## PROBLEM REQUIREMENTS
Copy out the listing that follows exactly, dropping every picture.

## Collection entries
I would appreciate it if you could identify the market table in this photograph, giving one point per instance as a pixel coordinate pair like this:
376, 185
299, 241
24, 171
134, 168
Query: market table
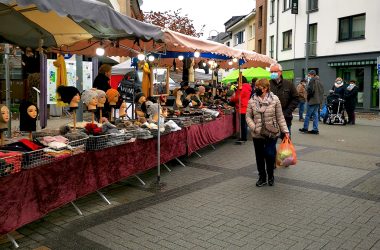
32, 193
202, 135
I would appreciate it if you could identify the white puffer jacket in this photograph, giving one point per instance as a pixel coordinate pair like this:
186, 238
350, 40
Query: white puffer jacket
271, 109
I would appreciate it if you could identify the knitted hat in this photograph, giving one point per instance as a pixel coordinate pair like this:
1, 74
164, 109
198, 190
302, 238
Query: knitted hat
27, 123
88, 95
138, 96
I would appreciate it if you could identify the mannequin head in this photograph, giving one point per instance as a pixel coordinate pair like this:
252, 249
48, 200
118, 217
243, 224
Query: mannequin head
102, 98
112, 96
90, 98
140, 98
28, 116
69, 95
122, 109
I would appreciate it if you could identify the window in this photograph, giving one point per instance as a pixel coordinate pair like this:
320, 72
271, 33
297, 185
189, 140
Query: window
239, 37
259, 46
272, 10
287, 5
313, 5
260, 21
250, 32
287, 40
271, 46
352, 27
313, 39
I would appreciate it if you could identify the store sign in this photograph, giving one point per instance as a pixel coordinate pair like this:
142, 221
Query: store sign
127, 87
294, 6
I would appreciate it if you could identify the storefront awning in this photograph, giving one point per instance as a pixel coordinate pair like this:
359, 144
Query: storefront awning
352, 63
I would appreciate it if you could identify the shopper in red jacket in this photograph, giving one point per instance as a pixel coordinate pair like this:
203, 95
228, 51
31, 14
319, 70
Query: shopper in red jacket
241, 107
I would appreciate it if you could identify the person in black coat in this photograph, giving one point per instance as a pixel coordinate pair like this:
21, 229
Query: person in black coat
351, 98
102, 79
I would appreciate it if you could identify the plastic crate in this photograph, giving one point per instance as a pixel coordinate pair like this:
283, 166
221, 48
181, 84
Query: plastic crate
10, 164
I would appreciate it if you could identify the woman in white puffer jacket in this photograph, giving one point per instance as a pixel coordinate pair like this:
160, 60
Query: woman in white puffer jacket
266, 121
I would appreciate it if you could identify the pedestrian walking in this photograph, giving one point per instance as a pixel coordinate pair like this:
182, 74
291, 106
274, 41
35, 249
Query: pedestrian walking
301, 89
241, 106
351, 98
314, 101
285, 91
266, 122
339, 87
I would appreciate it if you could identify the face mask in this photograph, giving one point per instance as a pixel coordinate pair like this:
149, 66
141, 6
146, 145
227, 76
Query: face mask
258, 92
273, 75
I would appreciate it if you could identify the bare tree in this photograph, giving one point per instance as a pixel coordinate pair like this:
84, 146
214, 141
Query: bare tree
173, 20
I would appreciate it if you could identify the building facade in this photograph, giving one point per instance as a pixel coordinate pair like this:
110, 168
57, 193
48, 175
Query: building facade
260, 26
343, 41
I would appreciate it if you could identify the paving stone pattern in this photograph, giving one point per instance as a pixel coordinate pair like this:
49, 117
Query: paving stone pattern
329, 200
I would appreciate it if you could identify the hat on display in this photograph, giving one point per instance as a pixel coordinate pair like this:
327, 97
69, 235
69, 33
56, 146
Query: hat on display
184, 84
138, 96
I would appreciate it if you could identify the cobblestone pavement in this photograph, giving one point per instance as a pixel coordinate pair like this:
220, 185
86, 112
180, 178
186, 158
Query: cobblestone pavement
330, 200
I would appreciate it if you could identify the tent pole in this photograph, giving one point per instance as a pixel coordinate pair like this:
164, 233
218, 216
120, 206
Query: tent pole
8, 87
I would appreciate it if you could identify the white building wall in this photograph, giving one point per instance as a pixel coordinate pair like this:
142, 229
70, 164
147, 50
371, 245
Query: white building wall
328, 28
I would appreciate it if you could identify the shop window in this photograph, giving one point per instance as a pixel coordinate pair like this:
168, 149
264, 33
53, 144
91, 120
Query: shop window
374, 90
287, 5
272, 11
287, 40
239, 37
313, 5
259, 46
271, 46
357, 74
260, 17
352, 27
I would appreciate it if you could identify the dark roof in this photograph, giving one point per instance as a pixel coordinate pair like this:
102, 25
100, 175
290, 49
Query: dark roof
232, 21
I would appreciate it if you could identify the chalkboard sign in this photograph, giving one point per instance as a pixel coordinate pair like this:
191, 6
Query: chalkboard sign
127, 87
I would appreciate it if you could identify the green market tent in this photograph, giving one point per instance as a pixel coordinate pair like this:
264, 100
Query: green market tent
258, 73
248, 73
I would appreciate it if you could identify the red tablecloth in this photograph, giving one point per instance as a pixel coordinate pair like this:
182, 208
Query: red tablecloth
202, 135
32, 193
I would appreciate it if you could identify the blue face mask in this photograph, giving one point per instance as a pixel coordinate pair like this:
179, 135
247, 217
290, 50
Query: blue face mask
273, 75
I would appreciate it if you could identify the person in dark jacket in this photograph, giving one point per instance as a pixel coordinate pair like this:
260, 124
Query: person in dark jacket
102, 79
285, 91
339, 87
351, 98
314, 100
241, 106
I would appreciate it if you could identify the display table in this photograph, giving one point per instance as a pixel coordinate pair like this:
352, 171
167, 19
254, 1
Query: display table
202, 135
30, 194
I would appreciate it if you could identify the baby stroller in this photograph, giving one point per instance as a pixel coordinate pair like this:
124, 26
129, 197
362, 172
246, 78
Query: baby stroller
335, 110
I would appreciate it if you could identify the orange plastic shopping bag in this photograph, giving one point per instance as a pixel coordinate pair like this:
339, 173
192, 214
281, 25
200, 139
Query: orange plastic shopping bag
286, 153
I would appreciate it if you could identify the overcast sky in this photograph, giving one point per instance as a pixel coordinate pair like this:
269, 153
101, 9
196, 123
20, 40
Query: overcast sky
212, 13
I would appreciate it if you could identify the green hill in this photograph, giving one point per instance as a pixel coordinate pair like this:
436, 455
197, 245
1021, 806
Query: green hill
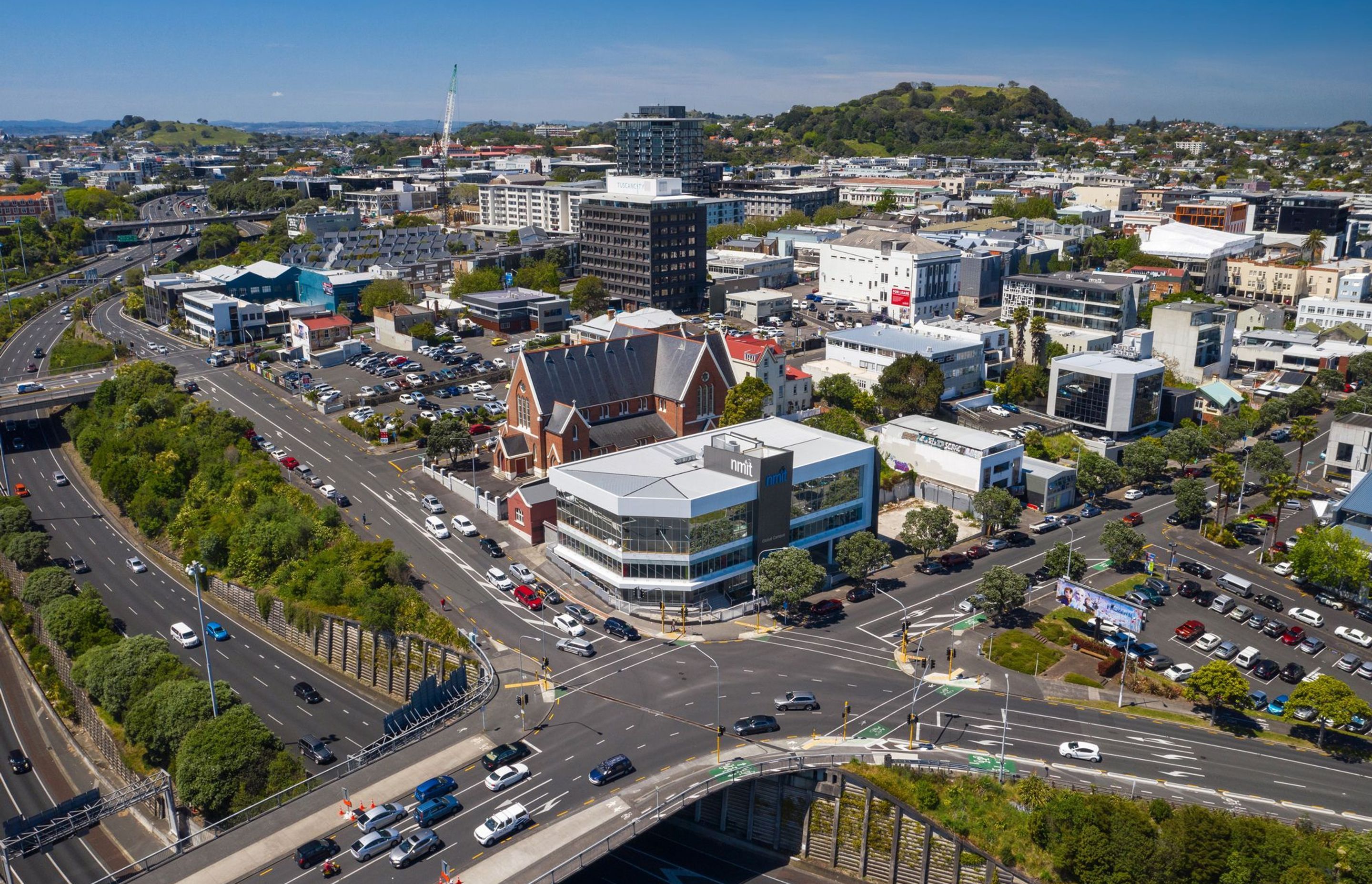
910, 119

## EXERCISE OUTPUT
I would appreciate it if you could identify the market table in this photograph, giving one point per instance as a pixel coordinate pair like this:
376, 185
299, 241
24, 171
134, 168
Query: market table
32, 193
202, 135
I would appreciate it if you could identify the white puffer jacket in this photograph, giving one point per instance as a pixel coordinate pair like this:
186, 238
350, 40
Query: white puffer jacket
271, 109
I would appreciate it if you could identify the knitted hat in this photograph, giving one point per instance as a pixel coordinate pair like this:
1, 74
164, 109
198, 190
302, 238
Query: knitted hat
27, 123
88, 95
138, 96
I would appreciate it if you could identify the mannequin head in this photograph, giving one point per instance as a pixel coordinate pair like this:
252, 249
48, 200
118, 217
243, 224
Query: mannequin head
102, 98
112, 96
90, 98
140, 98
28, 116
69, 95
122, 109
I would appreciate it if you could identify the window in this photograph, giving one point per instance as a pixel coordinate pair like this:
320, 72
271, 33
297, 185
189, 140
Query: window
239, 37
259, 46
272, 10
287, 5
313, 5
260, 21
250, 32
287, 40
271, 46
352, 27
313, 39
I would appreciate it if you could identify the store sign in this photograph, giving one point per instance as a pixel coordinate pair like this:
142, 221
Query: store sign
127, 87
294, 6
I would appreciate it if you could identify the storefront awning in this photograph, giving one point per instance as a pixel coordinate pair like this:
359, 144
Query: storefront awning
352, 63
I would appreciate it if you could identify the shopper in red jacket in this photograph, giving one point per instance as a pixel coordinate pair like this:
203, 95
228, 51
31, 14
319, 70
Query: shopper in red jacket
241, 107
I would appreciate it if you could identify the person in black coat in this photograph, giving one point per instance as a pixel coordinate pair like this:
21, 229
Query: person in black coat
351, 98
102, 79
I would appreciate it if you could identify the plastic crate in this photograph, giving one point per instance as a pixel coordinate pair like this:
283, 166
221, 48
181, 84
Query: plastic crate
10, 164
I would appreciate it if you could identify the woman in white puffer jacket in this photograph, giving one point per instance as a pixel coordinate pair like this:
160, 60
Query: woman in white puffer jacket
266, 121
I would appreciate it if you could identify the pedestrian walking in this photograph, giving one point per instance as a pixel coordinate pair like this:
182, 74
291, 106
274, 41
35, 249
Query: pedestrian walking
301, 89
241, 106
351, 98
314, 101
285, 91
266, 122
339, 87
I would appreciate it if you could identify the face mask in this photograph, giving one point per instance as a pixel coordinate pair like this:
149, 66
141, 6
146, 145
227, 76
Query: face mask
258, 92
273, 75
I would appreciate it if you could identify the bare tree in this photograph, giving one point per instance as a pixel coordinate pair like this:
84, 146
214, 141
Query: bare tree
173, 20
I would appreciate it if you could identify the building facade in this photograph, giving one point per instance as a pixel coordinate pair like this:
110, 168
57, 193
48, 175
Query: building facade
260, 26
343, 41
I would appreciate it if you could identify the paving stone pattern in this photograph, giving one point per instance as a pixel coordinate pair like this:
49, 117
Query: paving stone pattern
329, 200
I would appreciate it if you could identify the hat on display in this photograph, giving one point per instance as a pixel coordinate pair like this:
327, 97
69, 235
69, 33
56, 146
Query: hat on display
184, 84
138, 96
I would appreciate it if you could identify the cobblestone pavement in this photograph, giving one point per instance as a pixel coordinate pair like this:
220, 185
86, 112
180, 178
186, 158
Query: cobblestone pavement
330, 200
I would appreciate it if you could identify the tent pole in this photograph, giving one point per instance as a pixel coordinate pair like this:
164, 233
218, 216
120, 206
Query: tent pole
8, 87
I would appreciate it if you could identify the white building wall in this photograph, giving one point per instance as a pixel coordinate pair like this:
142, 229
70, 164
147, 50
371, 245
Query: white building wall
328, 28
I would appreciate it if you could identify the shop window in this photograph, giving one point per instance as a pixel coordinate pair like this:
168, 149
264, 33
53, 144
91, 120
Query: shop window
374, 90
287, 5
272, 11
287, 40
239, 37
313, 5
259, 46
271, 46
357, 74
260, 17
352, 27
I would appreciate it if you could identify the dark roof in this photograph, giving one point per instance as a pixel coordinate pair like this:
102, 25
100, 175
290, 49
Query: dark roof
232, 21
I would appreciate it if you could identify the chalkboard sign in this photograph, giving one point per instance as a pixel coordinate pair like this:
191, 6
Query: chalkboard sign
127, 87
I would appreciate it if you could identify the green market tent in this photograph, giving one point per instance as a pixel coordinate pair like this:
264, 100
Query: green market tent
258, 73
248, 73
I would appreciate it if you could identify the red tablecloth in this photograph, giving one point per instance as a pixel coordinate pair like this:
182, 208
Query: red tablecloth
202, 135
32, 193
I would appreciate it if you could identify the blue face mask in this photograph, giving one point per instance as a pixel coordinate pair like this:
179, 135
247, 217
290, 50
Query: blue face mask
273, 75
I would appreciate it if you could identify the person in dark jacket in this photograph, giving one point per instance as a pixel coordinate pair like this:
260, 124
Query: person in dark jacket
102, 79
285, 91
339, 87
351, 98
314, 100
241, 106
I would appreciate it if you could identify the display table in this photograph, giving one point per instance as a pixel coordinate pair like this:
352, 171
167, 19
254, 1
Query: display table
202, 135
30, 194
I would appreciate it if you could identify the baby stroller in this photograph, giving one point per instance as a pixel coordinate pair like this:
124, 26
129, 197
362, 172
246, 78
Query: baby stroller
335, 110
I would appreciate it if you could identify the orange plastic shopping bag in this photograph, giving one point per instance as a pixel coordinate pair like this:
339, 173
192, 214
281, 25
200, 139
Query: orange plastic shopping bag
286, 153
I would appreciate it if you could identify the overcast sky in this photograph, giving one point per instance as a pixel coordinate pair like this:
269, 153
101, 9
196, 123
20, 40
Query: overcast sky
212, 13
I would appreciate it if you could identify the green hill in this photograph, giving one point per instance as a pixel coordinate pair like this:
436, 455
197, 245
1021, 806
Query: green hill
910, 119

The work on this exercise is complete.